══ INFORMATION SHOWN ══

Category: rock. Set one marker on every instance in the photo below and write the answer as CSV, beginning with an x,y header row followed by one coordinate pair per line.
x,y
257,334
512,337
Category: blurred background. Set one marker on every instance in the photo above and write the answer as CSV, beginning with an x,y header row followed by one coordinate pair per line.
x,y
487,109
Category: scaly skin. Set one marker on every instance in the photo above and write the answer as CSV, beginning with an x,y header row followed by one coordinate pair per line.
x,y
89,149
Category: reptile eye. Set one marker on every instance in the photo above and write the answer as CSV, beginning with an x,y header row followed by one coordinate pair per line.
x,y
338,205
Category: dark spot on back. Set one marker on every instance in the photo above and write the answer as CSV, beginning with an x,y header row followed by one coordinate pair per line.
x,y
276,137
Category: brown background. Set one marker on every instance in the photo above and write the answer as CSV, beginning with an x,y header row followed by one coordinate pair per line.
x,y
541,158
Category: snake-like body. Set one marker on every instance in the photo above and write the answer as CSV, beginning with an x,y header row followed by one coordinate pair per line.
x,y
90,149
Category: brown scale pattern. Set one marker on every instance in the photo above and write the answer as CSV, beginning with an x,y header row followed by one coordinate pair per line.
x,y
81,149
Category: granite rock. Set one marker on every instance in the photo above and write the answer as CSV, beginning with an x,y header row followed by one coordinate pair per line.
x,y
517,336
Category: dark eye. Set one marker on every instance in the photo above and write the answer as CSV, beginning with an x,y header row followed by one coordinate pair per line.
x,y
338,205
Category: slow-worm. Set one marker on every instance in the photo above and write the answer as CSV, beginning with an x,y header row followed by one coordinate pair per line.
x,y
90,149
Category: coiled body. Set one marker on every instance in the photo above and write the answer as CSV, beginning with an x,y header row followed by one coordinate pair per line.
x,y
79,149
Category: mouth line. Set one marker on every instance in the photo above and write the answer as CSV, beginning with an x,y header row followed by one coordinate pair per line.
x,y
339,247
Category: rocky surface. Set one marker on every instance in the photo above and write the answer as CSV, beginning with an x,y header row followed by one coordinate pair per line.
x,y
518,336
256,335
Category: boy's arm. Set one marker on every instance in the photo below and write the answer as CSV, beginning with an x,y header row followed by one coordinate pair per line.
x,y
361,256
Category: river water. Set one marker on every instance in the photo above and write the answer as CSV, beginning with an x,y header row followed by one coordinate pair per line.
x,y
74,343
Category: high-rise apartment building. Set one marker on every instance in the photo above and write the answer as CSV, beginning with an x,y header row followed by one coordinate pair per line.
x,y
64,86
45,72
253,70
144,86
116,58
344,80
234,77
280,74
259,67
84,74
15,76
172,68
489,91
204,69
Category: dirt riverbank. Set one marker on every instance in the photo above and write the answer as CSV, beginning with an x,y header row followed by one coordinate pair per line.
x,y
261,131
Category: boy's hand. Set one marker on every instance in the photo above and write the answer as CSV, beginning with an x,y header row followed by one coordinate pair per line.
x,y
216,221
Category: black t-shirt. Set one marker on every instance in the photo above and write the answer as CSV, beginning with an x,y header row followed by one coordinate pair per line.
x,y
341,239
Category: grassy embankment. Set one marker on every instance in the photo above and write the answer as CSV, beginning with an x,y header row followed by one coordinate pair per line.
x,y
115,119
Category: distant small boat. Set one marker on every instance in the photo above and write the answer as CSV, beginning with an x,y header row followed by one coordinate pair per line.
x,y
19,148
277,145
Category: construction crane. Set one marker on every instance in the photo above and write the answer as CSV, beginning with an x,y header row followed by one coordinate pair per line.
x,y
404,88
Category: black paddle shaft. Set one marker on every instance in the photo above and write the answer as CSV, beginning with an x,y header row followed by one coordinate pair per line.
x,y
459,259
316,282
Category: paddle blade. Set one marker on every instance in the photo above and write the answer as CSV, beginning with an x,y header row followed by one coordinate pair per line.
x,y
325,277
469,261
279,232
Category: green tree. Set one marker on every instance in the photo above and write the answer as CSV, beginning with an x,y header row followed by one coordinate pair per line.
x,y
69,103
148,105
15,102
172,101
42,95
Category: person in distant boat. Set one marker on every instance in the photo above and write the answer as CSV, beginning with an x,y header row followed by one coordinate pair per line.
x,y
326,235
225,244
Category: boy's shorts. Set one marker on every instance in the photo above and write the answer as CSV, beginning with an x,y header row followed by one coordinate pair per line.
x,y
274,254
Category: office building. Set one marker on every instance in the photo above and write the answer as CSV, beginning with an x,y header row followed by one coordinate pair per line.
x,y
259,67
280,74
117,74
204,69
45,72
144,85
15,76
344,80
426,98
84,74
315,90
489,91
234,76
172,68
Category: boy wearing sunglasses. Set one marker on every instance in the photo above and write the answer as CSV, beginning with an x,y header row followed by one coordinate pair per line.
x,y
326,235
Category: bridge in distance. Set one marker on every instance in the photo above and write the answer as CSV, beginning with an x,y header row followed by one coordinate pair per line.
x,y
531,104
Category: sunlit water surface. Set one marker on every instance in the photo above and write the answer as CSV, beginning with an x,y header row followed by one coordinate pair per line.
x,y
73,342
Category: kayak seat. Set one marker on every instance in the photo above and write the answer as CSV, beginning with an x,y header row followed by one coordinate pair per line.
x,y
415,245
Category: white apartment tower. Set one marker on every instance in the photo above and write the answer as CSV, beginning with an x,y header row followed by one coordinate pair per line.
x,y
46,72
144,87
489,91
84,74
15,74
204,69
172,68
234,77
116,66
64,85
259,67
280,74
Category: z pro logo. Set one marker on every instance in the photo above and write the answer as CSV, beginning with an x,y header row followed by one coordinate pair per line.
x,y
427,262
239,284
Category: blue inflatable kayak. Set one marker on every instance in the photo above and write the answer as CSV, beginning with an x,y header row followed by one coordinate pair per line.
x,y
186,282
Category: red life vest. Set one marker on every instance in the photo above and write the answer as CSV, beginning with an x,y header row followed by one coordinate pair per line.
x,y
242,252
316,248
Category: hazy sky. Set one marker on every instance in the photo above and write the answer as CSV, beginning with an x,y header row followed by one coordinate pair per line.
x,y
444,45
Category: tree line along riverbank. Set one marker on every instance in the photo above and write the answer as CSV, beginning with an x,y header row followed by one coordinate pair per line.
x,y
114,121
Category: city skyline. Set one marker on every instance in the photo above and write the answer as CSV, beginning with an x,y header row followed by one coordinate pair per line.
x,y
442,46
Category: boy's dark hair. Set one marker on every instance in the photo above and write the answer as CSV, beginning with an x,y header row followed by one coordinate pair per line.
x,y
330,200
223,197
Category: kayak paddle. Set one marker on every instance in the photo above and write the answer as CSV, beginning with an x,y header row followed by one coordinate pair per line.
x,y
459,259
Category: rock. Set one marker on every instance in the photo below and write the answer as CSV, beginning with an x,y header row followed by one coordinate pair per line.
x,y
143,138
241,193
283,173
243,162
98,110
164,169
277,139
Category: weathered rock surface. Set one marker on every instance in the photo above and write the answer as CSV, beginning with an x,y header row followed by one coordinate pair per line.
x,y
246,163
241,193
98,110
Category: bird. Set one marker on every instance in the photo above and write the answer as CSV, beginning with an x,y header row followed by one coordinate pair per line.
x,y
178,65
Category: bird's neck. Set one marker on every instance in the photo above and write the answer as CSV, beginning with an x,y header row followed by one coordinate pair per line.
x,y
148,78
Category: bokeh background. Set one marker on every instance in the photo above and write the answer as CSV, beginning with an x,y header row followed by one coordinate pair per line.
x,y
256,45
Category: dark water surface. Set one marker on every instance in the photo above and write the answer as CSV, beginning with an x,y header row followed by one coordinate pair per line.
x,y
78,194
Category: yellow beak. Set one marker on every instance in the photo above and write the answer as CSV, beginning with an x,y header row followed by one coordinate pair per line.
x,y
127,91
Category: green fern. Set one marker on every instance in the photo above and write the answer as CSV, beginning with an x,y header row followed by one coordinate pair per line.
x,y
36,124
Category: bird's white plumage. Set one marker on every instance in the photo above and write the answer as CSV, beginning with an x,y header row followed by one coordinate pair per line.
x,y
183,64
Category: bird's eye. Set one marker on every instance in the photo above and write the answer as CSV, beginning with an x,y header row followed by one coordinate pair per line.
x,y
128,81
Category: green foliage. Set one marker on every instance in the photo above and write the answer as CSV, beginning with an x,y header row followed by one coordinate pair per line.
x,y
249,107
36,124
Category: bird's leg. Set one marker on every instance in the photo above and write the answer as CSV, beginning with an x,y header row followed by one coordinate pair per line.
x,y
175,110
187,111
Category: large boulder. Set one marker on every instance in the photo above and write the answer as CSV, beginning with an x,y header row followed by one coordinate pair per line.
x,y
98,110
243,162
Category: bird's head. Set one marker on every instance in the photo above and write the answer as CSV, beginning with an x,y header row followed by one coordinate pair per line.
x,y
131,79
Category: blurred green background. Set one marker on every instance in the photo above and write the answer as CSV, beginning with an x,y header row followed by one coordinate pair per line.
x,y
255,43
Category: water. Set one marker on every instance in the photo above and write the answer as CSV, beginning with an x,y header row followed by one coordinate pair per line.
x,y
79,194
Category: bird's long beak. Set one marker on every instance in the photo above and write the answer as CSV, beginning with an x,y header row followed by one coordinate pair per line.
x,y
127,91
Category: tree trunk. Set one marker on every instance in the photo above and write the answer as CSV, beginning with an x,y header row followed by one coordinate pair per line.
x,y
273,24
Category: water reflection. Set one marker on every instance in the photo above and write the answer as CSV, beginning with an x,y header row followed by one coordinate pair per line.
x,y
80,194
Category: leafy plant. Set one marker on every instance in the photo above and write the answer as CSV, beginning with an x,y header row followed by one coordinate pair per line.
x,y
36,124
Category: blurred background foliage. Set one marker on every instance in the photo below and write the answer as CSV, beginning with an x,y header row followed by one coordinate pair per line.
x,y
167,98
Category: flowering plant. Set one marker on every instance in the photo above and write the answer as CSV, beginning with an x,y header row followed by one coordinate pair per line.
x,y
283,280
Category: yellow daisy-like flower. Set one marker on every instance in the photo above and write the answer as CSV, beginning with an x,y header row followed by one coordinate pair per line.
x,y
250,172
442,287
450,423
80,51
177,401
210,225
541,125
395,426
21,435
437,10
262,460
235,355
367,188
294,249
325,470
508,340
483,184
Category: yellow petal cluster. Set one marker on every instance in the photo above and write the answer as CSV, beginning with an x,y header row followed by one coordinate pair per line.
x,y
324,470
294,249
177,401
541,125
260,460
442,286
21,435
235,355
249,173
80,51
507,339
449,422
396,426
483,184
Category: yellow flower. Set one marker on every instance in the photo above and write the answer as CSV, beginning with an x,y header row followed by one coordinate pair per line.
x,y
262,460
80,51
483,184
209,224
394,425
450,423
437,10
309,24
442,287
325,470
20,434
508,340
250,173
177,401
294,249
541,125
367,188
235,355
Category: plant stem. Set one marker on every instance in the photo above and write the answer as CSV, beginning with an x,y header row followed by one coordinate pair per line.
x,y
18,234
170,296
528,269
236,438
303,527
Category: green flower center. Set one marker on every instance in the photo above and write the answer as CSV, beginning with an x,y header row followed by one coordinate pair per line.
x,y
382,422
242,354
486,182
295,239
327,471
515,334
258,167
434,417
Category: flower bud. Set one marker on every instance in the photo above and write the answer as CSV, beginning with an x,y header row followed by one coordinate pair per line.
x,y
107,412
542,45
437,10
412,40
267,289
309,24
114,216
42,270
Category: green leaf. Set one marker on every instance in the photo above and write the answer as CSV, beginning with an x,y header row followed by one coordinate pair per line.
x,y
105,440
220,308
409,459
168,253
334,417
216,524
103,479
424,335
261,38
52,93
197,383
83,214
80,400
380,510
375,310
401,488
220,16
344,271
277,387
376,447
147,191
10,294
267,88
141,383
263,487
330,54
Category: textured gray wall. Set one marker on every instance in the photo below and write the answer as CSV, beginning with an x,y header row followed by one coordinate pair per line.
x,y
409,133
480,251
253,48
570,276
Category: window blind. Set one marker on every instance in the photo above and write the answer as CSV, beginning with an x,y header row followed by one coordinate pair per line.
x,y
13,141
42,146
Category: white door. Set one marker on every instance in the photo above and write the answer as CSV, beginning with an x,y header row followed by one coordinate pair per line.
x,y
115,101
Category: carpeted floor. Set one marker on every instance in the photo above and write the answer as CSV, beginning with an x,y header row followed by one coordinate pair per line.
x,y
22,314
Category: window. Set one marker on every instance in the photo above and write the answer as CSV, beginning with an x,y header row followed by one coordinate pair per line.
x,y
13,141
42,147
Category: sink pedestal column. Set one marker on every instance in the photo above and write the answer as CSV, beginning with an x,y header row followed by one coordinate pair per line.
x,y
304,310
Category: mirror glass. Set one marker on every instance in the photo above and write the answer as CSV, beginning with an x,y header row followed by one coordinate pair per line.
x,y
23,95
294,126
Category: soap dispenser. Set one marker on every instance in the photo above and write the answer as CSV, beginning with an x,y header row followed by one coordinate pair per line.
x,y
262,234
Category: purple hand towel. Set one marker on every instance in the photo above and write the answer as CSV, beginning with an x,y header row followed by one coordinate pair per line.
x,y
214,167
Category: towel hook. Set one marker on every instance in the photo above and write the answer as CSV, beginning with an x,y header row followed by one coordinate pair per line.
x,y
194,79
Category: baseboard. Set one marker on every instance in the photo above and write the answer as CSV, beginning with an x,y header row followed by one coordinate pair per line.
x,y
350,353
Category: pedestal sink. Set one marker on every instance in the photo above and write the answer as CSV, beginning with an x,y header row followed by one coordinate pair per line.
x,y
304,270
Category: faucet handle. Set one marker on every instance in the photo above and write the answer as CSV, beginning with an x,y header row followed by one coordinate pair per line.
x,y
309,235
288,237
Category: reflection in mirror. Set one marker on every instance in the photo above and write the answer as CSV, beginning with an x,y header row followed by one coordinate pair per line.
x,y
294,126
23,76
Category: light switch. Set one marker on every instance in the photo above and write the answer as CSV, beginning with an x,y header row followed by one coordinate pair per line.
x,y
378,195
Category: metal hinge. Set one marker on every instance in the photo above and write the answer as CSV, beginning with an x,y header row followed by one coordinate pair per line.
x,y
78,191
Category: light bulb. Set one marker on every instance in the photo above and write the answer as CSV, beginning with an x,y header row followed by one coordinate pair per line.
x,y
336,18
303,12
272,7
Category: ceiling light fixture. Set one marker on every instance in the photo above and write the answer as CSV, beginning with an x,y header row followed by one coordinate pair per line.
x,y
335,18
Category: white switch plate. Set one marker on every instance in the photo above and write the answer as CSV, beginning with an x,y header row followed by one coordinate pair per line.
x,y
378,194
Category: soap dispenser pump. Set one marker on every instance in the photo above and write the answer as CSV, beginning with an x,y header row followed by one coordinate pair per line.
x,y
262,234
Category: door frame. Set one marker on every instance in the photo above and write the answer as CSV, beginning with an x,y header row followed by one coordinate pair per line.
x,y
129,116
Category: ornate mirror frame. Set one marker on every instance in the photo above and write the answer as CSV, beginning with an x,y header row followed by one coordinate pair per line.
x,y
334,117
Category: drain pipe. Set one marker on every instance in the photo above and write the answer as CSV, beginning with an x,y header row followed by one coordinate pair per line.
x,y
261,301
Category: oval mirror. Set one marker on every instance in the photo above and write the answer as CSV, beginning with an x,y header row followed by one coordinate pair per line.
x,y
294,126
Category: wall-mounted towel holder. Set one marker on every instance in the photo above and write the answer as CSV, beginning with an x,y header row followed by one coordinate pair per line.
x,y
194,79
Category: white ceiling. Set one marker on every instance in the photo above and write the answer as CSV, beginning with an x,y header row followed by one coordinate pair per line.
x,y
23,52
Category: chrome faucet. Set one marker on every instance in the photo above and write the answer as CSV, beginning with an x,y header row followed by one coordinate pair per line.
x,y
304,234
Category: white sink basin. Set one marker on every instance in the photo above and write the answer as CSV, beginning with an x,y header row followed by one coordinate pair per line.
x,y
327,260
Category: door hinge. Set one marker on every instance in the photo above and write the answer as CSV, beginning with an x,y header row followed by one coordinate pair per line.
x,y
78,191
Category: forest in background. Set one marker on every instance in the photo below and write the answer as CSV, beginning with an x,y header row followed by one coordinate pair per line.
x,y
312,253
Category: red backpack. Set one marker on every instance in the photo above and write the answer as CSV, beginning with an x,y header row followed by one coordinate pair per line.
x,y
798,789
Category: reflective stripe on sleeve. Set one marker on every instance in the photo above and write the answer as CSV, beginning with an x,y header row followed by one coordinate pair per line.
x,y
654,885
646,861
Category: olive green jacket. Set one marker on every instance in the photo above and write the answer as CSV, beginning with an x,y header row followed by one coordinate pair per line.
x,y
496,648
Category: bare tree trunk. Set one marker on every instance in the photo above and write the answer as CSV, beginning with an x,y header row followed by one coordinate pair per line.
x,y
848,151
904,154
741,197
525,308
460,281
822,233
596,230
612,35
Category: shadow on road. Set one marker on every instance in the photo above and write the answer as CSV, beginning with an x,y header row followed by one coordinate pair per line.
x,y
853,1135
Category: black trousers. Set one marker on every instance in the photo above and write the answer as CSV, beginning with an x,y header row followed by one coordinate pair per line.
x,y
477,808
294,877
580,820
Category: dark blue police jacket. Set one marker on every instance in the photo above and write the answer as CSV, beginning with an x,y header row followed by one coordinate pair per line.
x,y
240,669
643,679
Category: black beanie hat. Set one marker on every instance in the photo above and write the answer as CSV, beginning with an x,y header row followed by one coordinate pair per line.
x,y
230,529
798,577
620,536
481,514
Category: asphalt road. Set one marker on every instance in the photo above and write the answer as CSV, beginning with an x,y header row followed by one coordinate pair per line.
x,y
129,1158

═══

§ **EXERCISE INSTRUCTIONS**
Copy exactly the lines above, from the one containing "Category: black trousers." through the very last line.

§ **THE ANSWER**
Category: black trousers. Set one marker on every instance in the photo above and write the answer as CSV, beginning with an x,y header row followed by one coordinate pair per line.
x,y
477,808
294,877
580,820
Category: dark blue police jacket. Set one marker on every instance in the photo above and write the answer as CSV, beginning with an x,y header row followed by one coordinate pair per line.
x,y
240,669
643,679
Category: black beanie hat. Set one marker on every instance in the photo above and write the answer as CSV, beginning with an x,y header row followed by one coordinate pair per line.
x,y
230,529
798,577
620,536
481,514
Category: asphalt road. Set one marker on every instance in the photo above and write the answer as CSV, beginning with an x,y header row followed by one coordinate pair per line.
x,y
129,1158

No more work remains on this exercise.